◆ **WORK REQUIRED**:
For each statement, say yes or no to whether it agrees with the abstract on complex disease gene relationships, and quote the words of the abstract that decide it.
1. The method was tested with nine genes implicated in Alzheimer Disease.
2. The method builds maximum likelihood phylogenetic trees.
3. The method is implemented in a set of Python scripts.

◆ **EXCERPTED TEXT**:
'''
Exploring complex disease gene relationships using simultaneous analysis
- Published
- Accepted
- Subject Areas
- Bioinformatics, Evolutionary Studies, Genomics
- Keywords
- Bioinformatics, phylogenetics, simultaneous analysis, alzheimer disease
- Copyright
- © 2014 Romano et al.
- Licence
- This is an open access article distributed under the terms of the Creative Commons Attribution License, which permits unrestricted use, distribution, reproduction and adaptation in any medium and for any purpose provided that it is properly attributed. For attribution, the original author(s), title, publication source (PeerJ PrePrints) and either DOI or URL of the article must be cited.
- Cite this article
- 2014. Exploring complex disease gene relationships using simultaneous analysis. PeerJ PrePrints 2:e230v1 https://doi.org/10.7287/peerj.preprints.230v1
Abstract
The characterization of complex diseases remains a great challenge for biomedical researchers due to the myriad interactions of genetic and environmental factors. Adaptation of phylogenomic techniques to increasingly available genomic data provides an evolutionary perspective that may elucidate important unknown features of complex diseases. Here an automated method is presented that leverages publicly available genomic data and phylogenomic techniques. The approach is tested with nine genes implicated in the development of Alzheimer Disease, a complex neurodegenerative syndrome. The developed technique, implemented through a suite of Ruby scripts entitled “ASAP2,” first compiles a list of sequence-similarity based orthologues using PSI-BLAST and a recursive NCBI BLAST+ search strategy, then constructs maximum parsimony phylogenetic trees for each set of nucleotide and protein sequences, and calculates phylogenetic metrics (partitioned Bremer support values, combined branch scores, and Robinson-Foulds distance) to provide an empirical assessment of evolutionary conservation within a given genetic network. This study demonstrates the potential for using automated simultaneous phylogenetic analysis to uncover previously unknown relationships among disease-associated genes that may not have been apparent using traditional, single-gene methods. Furthermore, the results provide the first integrated evolutionary history of an Alzheimer Disease gene network and identify potentially important co-evolutionary clustering around components of oxidative stress pathways.
'''
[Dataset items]
'''
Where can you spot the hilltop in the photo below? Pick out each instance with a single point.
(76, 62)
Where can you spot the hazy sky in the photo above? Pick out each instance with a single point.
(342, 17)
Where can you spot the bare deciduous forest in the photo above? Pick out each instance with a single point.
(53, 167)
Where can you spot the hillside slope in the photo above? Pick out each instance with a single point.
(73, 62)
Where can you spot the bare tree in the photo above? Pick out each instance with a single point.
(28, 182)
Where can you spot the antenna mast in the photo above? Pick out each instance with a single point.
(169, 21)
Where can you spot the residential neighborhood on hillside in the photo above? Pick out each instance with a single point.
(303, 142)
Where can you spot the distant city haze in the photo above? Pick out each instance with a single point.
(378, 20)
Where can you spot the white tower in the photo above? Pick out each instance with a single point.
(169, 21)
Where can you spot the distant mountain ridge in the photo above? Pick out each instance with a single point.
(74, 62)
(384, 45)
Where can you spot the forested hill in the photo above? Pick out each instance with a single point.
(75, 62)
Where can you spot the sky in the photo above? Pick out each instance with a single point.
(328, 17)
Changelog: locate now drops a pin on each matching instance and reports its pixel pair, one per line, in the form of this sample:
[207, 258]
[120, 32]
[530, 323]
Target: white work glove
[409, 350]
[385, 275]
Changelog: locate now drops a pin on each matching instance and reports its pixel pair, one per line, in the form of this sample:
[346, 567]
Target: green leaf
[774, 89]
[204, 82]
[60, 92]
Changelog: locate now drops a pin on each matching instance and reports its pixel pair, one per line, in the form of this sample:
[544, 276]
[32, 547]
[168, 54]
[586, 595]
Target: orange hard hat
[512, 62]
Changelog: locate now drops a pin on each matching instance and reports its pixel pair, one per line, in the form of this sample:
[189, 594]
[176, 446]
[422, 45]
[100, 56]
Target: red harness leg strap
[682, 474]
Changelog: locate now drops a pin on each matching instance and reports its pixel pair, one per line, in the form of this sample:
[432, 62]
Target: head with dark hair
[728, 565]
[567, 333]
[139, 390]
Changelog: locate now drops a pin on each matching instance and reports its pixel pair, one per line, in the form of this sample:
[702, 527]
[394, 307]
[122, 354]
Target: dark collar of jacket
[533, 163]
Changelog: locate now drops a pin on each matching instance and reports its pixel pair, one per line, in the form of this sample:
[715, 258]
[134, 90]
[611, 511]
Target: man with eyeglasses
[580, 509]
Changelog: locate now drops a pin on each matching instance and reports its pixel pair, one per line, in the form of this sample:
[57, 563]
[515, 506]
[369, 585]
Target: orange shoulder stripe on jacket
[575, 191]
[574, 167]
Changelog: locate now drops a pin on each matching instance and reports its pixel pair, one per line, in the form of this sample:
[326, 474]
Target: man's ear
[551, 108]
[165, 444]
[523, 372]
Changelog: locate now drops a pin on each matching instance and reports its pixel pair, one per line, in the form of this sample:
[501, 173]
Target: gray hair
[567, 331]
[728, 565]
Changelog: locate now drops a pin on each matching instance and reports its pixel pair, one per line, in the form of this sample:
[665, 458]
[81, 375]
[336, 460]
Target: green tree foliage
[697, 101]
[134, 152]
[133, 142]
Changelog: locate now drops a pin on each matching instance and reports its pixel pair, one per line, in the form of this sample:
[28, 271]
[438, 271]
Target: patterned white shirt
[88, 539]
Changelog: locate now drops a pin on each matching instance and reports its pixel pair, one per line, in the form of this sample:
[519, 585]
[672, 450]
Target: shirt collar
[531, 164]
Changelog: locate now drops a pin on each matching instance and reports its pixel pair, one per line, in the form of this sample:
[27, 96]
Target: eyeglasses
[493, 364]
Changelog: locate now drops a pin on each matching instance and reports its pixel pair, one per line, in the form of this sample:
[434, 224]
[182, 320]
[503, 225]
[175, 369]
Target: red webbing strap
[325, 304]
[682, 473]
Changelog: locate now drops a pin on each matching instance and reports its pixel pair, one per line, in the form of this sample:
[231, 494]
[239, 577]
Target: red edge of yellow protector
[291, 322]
'''
◆ **TASK RESPONSE**:
1. Yes: "The approach is tested with nine genes implicated in the development of Alzheimer Disease"
2. No: "then constructs maximum parsimony phylogenetic trees for each set of nucleotide and protein sequences"
3. No: "implemented through a suite of Ruby scripts"